• WORK TO DO:
Rewrite the listing below, switching every "bounding box" to "enclosing rectangle" and leaving everything else as it is.

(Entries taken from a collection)
___
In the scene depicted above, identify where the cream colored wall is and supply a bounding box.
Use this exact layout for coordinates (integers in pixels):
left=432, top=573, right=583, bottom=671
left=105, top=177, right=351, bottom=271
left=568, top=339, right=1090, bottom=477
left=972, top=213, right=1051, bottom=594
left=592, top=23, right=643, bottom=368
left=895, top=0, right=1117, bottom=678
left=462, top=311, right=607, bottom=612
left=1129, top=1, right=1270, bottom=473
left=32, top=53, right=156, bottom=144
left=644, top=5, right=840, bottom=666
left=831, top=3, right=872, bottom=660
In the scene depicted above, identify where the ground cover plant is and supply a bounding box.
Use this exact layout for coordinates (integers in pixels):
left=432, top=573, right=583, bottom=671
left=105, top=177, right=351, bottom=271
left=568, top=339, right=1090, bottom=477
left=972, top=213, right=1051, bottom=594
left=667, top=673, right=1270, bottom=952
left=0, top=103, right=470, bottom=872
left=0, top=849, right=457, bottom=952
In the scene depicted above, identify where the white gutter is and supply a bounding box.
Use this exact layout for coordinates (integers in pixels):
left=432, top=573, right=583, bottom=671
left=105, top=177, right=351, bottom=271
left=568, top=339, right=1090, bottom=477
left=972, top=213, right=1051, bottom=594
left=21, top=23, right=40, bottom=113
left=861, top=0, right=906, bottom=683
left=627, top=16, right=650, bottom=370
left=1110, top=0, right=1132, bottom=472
___
• ANSWER FOR THE TASK:
In the scene depicted above, identify where the cream colored wall is and supply a enclosing rectangle.
Use this exact layout for coordinates (integers in pixels):
left=432, top=573, right=583, bottom=671
left=105, top=177, right=351, bottom=271
left=568, top=339, right=1090, bottom=477
left=972, top=213, right=1051, bottom=594
left=592, top=23, right=643, bottom=368
left=895, top=0, right=1117, bottom=678
left=462, top=311, right=607, bottom=612
left=1129, top=1, right=1270, bottom=473
left=32, top=53, right=156, bottom=144
left=644, top=5, right=840, bottom=666
left=831, top=3, right=872, bottom=660
In the scene depicted above, identify where the ground cover plant is and supply a enclosing rectangle.
Use this exact layout for coordinates (integers in pixels):
left=432, top=573, right=583, bottom=671
left=105, top=177, right=351, bottom=271
left=568, top=339, right=1090, bottom=477
left=972, top=213, right=1051, bottom=594
left=667, top=673, right=1270, bottom=952
left=0, top=103, right=470, bottom=872
left=0, top=849, right=457, bottom=952
In the scene depicted above, identify where the white gutter is and supply a enclosing rectangle.
Use this exact layout for coordinates (integers in pixels):
left=432, top=573, right=583, bottom=671
left=105, top=177, right=351, bottom=271
left=568, top=339, right=1090, bottom=477
left=972, top=213, right=1051, bottom=594
left=21, top=23, right=40, bottom=113
left=861, top=0, right=906, bottom=683
left=627, top=16, right=650, bottom=370
left=1110, top=0, right=1132, bottom=472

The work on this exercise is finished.